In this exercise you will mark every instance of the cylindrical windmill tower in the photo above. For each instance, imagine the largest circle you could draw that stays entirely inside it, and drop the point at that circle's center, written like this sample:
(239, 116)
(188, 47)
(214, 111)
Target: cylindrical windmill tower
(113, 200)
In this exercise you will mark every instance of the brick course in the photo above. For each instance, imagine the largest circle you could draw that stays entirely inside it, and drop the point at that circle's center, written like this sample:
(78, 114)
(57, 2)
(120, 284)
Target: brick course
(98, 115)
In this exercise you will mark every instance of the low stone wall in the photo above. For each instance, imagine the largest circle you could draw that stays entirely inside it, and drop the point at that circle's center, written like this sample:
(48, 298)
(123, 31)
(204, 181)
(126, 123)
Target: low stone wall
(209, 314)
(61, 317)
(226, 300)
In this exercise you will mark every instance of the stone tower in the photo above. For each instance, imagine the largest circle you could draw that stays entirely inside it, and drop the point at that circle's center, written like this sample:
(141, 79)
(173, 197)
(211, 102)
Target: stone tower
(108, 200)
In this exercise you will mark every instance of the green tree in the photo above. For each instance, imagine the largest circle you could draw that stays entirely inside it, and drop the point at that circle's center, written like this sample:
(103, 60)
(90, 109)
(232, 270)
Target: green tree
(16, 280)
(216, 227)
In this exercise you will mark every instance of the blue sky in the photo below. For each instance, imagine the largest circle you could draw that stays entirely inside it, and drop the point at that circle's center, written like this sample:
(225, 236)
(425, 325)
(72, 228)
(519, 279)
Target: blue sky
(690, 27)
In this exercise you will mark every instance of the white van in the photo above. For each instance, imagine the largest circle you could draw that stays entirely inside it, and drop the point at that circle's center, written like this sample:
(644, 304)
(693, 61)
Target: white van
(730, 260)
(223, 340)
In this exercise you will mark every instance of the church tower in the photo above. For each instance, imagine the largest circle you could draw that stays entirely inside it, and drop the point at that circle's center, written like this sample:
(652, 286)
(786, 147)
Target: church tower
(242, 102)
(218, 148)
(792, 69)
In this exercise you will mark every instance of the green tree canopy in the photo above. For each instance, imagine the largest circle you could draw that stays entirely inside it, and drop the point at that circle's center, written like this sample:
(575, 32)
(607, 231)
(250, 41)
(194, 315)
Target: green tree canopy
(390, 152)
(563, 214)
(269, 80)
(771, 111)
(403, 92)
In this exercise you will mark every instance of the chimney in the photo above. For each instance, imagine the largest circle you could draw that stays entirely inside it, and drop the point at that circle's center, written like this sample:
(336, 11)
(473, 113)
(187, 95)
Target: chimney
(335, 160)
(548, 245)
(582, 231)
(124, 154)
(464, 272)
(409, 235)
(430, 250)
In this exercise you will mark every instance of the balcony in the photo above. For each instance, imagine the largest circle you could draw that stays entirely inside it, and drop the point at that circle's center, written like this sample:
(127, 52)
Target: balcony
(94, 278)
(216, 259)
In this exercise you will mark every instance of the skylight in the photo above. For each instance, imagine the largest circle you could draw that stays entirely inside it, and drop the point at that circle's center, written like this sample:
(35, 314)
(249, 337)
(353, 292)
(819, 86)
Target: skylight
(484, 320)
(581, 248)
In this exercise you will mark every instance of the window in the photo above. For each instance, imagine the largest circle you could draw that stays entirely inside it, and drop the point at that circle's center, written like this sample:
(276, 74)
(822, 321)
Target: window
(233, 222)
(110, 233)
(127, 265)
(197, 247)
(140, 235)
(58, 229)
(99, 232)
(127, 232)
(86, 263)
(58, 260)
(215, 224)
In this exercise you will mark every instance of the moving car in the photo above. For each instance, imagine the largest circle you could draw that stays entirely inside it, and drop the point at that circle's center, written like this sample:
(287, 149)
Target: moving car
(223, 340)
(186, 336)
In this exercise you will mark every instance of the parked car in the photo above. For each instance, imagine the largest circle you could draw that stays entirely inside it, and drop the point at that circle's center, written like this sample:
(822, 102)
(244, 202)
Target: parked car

→ Work instructions
Without any change, reproduce the data in full.

→ Answer to this problem
In this exercise you will mark every instance of the cylindrical windmill tower in the photo above. For each instance, imagine the largest circle you could draw that stays entirely inside it, and drop the point at that circle's center, written like this sample:
(239, 116)
(188, 47)
(214, 111)
Target: cylindrical windmill tower
(113, 200)
In this exercise you will mark every instance of the brick course in the photo above. For each instance, imagine the largest circle you could draw that stays entirely inside it, and drop the point at that circle's center, written like this sample:
(78, 114)
(57, 2)
(120, 284)
Target: brick course
(98, 115)
In this exercise you will mark every instance of the low stone wall in the photo above. For each instance, imagine the largest circle you could draw that stays entirely inside it, and drop the point at that circle's center, written like this sample:
(48, 298)
(123, 31)
(204, 181)
(126, 123)
Target: low stone wall
(209, 314)
(61, 317)
(226, 300)
In this exercise you will mark every instance of the stone tower in the photo above. For each instance, imagine the largest circle you could draw that stays entirely inside it, and drop the point at that circle's center, written like this sample:
(141, 79)
(173, 197)
(211, 102)
Target: stone tower
(108, 200)
In this exercise you will mark every instance of the green tree in the photo above. For each instance, imagine the largest circle you could draw that stays entirely inside it, and drop the point at that circle's center, written like this sample:
(103, 60)
(90, 109)
(232, 270)
Target: green tree
(16, 280)
(216, 227)
In this exercise you will mark every instance of the blue sky in the photo below. For each instance, imagine the largest circle you could draw that stays entirely inside it, and drop the point at that circle's center, written like this sample:
(225, 236)
(425, 325)
(72, 228)
(519, 279)
Target: blue sky
(690, 27)
In this exercise you will mark every instance of the white van in the photo above. For each instance, imagine the largest circle you could draw that stays entirely inside it, and drop the point at that circle's center, written like this sample:
(644, 304)
(693, 61)
Target: white van
(730, 260)
(223, 340)
In this exercise you will mark every instance of the church tower in the photo above. For each instance, imagine the largest circle you could draw that stays entirely inside it, and drop the point at that circle's center, written like this sample:
(652, 286)
(786, 147)
Target: church tower
(242, 102)
(218, 148)
(792, 69)
In this exercise you will mark every instance of the green tree canopy in the photo above. For each instance, imagine the largest circle you could draw that stays entirely inside it, and drop the point at that circle's center, written like this sample:
(575, 32)
(607, 231)
(250, 41)
(194, 315)
Target: green tree canopy
(390, 152)
(563, 214)
(269, 80)
(771, 111)
(403, 92)
In this exercise you will mark every instance of the chimney in the photo above. For each instance, imagine the largest circle you could draw that stays entirely inside it, and drop the point at that circle's center, written like this sample:
(336, 11)
(473, 113)
(187, 95)
Target: chimney
(335, 160)
(548, 245)
(582, 231)
(124, 154)
(464, 272)
(409, 235)
(430, 250)
In this exercise you will mark every instance of the balcony in the photo above. For each instance, imagine the largest circle you could draw that stays entirely inside it, and drop the point at that circle's center, written like this sample:
(127, 52)
Target: balcony
(94, 278)
(216, 259)
In this exercise you will mark every instance of the skylight in the photo above. For each instance, imagine the largest circle you could draw that stays entirely inside it, and drop the point at that circle's center, written like this sample:
(35, 314)
(249, 337)
(353, 292)
(819, 86)
Target: skylight
(484, 320)
(581, 248)
In this exercise you will mark every instance of the window in the photo above. For each instance, imagine the largest circle you could draw that stays entirely inside it, and drop the point at that circle's center, written like this sample:
(276, 74)
(822, 321)
Target: window
(233, 222)
(110, 233)
(127, 265)
(197, 247)
(140, 235)
(58, 229)
(99, 232)
(127, 232)
(86, 263)
(58, 260)
(215, 224)
In this exercise you will mark every instance of the moving car in the photo above. For each instance, imagine the largest circle you could draw that stays entirely inside it, and drop the point at that circle's center, written like this sample:
(287, 149)
Target: moving car
(223, 340)
(186, 336)
In this exercise you will mark every instance of the parked car in the photo above. For each instance, imagine the largest circle you could draw that stays entirely inside it, and drop the point at that circle's center, written like this sample:
(822, 102)
(244, 202)
Target: parked car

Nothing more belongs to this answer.